(WORK INSTRUCTIONS): Report each line of the records where "radish" occurs.

(TASK MATERIAL):
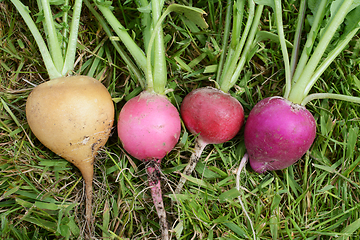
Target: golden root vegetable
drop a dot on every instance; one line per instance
(73, 117)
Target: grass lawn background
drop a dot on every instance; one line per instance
(42, 195)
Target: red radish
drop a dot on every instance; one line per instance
(216, 116)
(278, 133)
(212, 115)
(72, 116)
(149, 127)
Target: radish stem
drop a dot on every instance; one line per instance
(72, 42)
(53, 41)
(336, 96)
(194, 159)
(310, 41)
(225, 40)
(154, 177)
(299, 27)
(134, 50)
(241, 166)
(159, 64)
(297, 93)
(134, 69)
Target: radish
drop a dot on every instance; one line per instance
(213, 115)
(149, 125)
(279, 130)
(72, 116)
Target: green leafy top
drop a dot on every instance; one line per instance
(59, 52)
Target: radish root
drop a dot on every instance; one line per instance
(194, 159)
(242, 165)
(154, 176)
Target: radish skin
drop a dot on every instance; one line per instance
(277, 134)
(214, 116)
(73, 117)
(149, 128)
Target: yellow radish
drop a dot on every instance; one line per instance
(73, 117)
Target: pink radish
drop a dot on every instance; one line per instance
(278, 133)
(212, 115)
(72, 116)
(149, 127)
(279, 130)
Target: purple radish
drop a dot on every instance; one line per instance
(149, 127)
(278, 133)
(213, 116)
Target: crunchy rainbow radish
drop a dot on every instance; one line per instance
(149, 125)
(213, 114)
(279, 131)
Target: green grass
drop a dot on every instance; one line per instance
(42, 195)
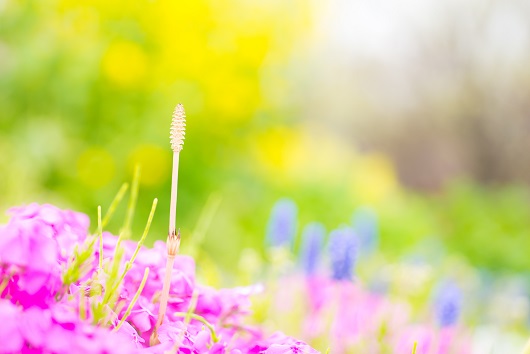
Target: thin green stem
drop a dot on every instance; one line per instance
(134, 300)
(132, 202)
(114, 204)
(146, 230)
(130, 262)
(100, 234)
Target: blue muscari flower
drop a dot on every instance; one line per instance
(281, 228)
(343, 246)
(312, 242)
(365, 225)
(447, 303)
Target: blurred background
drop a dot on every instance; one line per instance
(418, 110)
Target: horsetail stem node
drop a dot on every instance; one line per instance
(177, 132)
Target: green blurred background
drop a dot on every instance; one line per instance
(419, 110)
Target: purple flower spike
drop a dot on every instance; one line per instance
(312, 242)
(448, 303)
(342, 252)
(282, 223)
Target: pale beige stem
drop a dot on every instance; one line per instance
(173, 200)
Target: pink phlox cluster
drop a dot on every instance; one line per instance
(40, 314)
(54, 330)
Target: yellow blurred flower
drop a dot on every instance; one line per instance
(125, 63)
(373, 179)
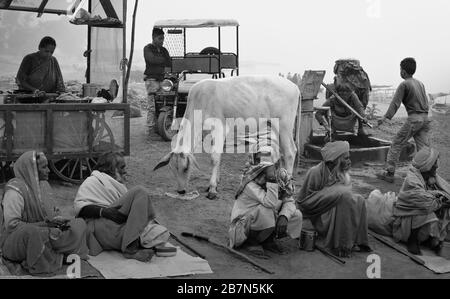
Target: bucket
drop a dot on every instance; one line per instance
(91, 90)
(308, 240)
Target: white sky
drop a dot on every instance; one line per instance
(297, 35)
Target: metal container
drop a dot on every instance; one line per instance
(308, 240)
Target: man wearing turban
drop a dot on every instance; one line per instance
(326, 198)
(264, 210)
(421, 213)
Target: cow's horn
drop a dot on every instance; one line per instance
(163, 162)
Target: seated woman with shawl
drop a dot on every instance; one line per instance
(39, 72)
(422, 210)
(32, 232)
(264, 210)
(117, 218)
(327, 199)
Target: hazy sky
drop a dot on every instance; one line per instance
(276, 36)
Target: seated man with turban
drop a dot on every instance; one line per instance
(421, 212)
(326, 198)
(264, 210)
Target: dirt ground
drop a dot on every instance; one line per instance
(211, 218)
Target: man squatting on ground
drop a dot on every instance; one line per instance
(264, 210)
(157, 59)
(411, 93)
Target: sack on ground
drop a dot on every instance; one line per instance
(380, 211)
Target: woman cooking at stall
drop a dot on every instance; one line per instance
(39, 72)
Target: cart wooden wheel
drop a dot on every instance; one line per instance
(76, 170)
(165, 120)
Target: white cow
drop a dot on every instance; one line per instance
(244, 97)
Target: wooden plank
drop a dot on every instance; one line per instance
(63, 107)
(31, 9)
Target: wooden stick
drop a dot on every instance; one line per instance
(241, 255)
(330, 255)
(396, 247)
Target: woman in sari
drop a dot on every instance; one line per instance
(39, 72)
(118, 219)
(33, 234)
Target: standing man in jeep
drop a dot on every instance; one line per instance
(157, 59)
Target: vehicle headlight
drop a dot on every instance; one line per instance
(166, 85)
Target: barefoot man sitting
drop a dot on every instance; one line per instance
(327, 199)
(264, 210)
(422, 212)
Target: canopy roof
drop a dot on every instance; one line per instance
(41, 6)
(196, 23)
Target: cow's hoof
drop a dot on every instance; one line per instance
(212, 196)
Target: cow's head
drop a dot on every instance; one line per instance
(181, 165)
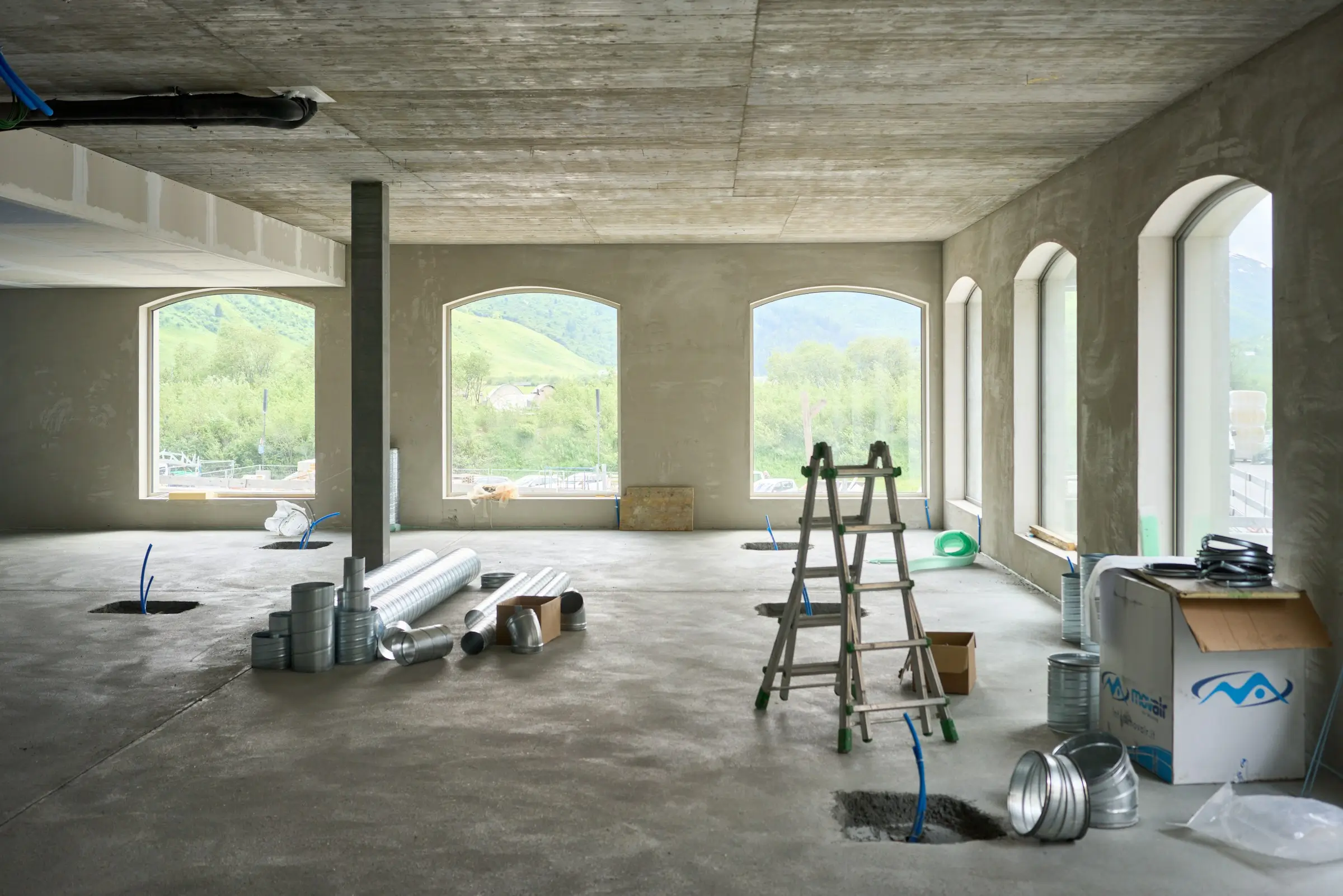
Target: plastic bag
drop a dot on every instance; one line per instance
(1293, 828)
(290, 520)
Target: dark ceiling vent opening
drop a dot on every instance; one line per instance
(192, 111)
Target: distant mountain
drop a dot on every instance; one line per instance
(293, 321)
(581, 326)
(1252, 299)
(836, 317)
(516, 353)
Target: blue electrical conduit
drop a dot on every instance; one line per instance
(923, 786)
(144, 589)
(22, 91)
(303, 546)
(806, 599)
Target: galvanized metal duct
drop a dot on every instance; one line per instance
(405, 566)
(507, 590)
(421, 593)
(481, 633)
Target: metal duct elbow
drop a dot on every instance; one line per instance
(192, 111)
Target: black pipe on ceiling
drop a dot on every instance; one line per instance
(192, 111)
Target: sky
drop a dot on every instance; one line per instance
(1253, 237)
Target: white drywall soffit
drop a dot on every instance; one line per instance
(71, 217)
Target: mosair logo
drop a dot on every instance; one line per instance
(1244, 688)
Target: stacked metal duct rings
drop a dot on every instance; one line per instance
(1048, 798)
(421, 645)
(1111, 780)
(270, 650)
(1071, 590)
(356, 636)
(312, 626)
(1073, 692)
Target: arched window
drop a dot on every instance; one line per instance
(1059, 397)
(534, 398)
(232, 395)
(837, 366)
(1224, 381)
(975, 397)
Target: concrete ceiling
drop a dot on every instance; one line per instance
(575, 121)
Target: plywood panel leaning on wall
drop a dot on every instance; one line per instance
(657, 508)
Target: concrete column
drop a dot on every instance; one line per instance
(370, 326)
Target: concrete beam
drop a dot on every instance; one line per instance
(371, 401)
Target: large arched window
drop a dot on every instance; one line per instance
(1059, 397)
(1224, 381)
(534, 395)
(232, 397)
(837, 366)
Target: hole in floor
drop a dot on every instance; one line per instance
(875, 816)
(776, 610)
(152, 608)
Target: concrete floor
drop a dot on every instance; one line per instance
(143, 756)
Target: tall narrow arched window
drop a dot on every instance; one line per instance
(1225, 368)
(1059, 397)
(975, 397)
(836, 366)
(532, 395)
(232, 379)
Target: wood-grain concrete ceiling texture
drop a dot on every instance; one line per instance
(579, 121)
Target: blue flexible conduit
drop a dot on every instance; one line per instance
(22, 91)
(144, 589)
(923, 786)
(806, 599)
(303, 546)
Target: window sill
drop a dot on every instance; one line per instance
(1071, 556)
(968, 507)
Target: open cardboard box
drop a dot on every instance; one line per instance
(954, 655)
(547, 610)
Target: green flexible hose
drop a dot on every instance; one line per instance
(955, 548)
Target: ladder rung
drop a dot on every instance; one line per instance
(883, 586)
(901, 704)
(872, 527)
(824, 573)
(814, 684)
(810, 669)
(825, 522)
(849, 472)
(891, 645)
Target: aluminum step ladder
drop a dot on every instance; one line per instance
(847, 673)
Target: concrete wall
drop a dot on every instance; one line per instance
(1278, 120)
(71, 406)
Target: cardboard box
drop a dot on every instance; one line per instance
(547, 610)
(954, 655)
(1206, 691)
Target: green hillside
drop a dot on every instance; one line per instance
(516, 354)
(581, 326)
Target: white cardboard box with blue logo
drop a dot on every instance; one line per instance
(1206, 691)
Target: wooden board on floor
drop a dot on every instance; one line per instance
(657, 508)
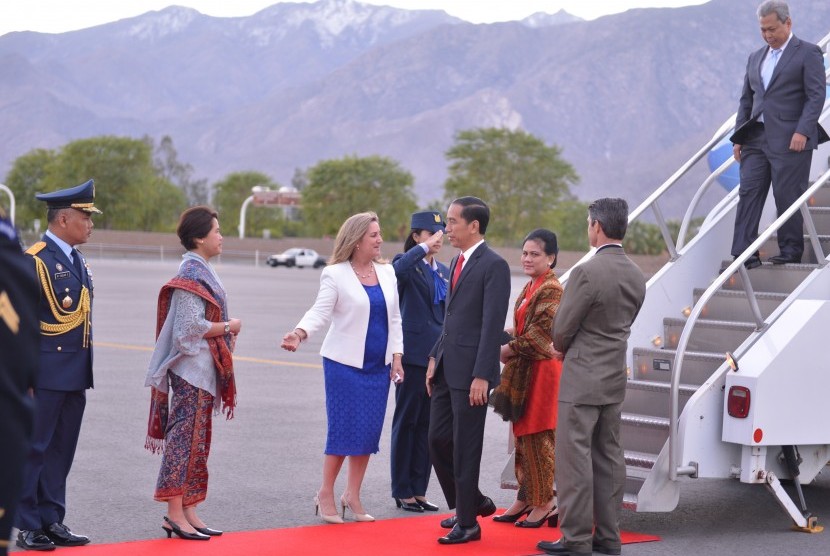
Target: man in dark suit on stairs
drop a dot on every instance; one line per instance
(464, 366)
(776, 131)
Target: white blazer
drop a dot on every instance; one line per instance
(342, 303)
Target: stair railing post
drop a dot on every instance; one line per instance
(750, 296)
(811, 231)
(661, 223)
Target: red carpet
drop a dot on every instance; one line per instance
(412, 535)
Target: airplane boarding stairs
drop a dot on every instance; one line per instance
(772, 321)
(677, 422)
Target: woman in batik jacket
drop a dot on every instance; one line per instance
(192, 356)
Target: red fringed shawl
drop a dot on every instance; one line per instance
(219, 349)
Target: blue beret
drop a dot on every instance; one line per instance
(427, 220)
(81, 197)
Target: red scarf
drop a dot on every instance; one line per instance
(219, 349)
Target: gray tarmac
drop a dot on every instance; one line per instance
(265, 463)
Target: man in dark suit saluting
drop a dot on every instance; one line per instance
(776, 131)
(464, 366)
(65, 367)
(591, 328)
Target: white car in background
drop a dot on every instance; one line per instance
(297, 256)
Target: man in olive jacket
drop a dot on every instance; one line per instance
(591, 328)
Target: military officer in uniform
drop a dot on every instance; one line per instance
(65, 367)
(19, 337)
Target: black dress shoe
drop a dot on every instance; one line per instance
(409, 506)
(34, 540)
(785, 259)
(487, 507)
(460, 535)
(208, 531)
(558, 548)
(596, 547)
(62, 536)
(449, 522)
(512, 518)
(427, 505)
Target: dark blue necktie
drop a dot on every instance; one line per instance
(76, 260)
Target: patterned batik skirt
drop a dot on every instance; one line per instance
(186, 444)
(534, 467)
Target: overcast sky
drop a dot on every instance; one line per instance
(58, 16)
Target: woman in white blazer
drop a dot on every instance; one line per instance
(362, 351)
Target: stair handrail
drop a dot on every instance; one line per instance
(726, 128)
(651, 200)
(801, 204)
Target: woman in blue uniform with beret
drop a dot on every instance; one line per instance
(422, 288)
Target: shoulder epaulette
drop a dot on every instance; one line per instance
(36, 248)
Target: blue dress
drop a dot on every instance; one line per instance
(356, 398)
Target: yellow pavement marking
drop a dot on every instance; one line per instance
(235, 357)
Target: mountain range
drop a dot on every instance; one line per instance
(628, 97)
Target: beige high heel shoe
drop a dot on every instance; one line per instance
(327, 518)
(357, 517)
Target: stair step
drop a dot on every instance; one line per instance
(733, 305)
(708, 335)
(820, 198)
(631, 492)
(656, 365)
(770, 248)
(821, 218)
(648, 397)
(640, 460)
(779, 278)
(630, 501)
(643, 433)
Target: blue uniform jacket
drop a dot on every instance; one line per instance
(422, 319)
(65, 364)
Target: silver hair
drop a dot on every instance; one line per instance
(777, 7)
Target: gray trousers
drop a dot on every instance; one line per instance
(590, 474)
(788, 173)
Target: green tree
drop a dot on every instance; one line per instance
(339, 188)
(568, 220)
(232, 191)
(128, 189)
(516, 173)
(25, 179)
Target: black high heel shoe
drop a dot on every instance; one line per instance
(552, 517)
(208, 531)
(512, 518)
(426, 505)
(182, 534)
(409, 506)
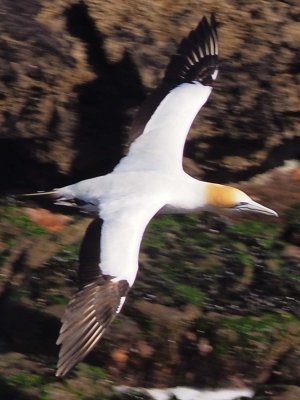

(WRITTEN RESPONSE):
Target: red radish
Target: radish stem
Target: radish
Target: radish root
Target: radish skin
Target: yellow radish
Target: pink radish
Target: purple radish
Target: crunchy rainbow radish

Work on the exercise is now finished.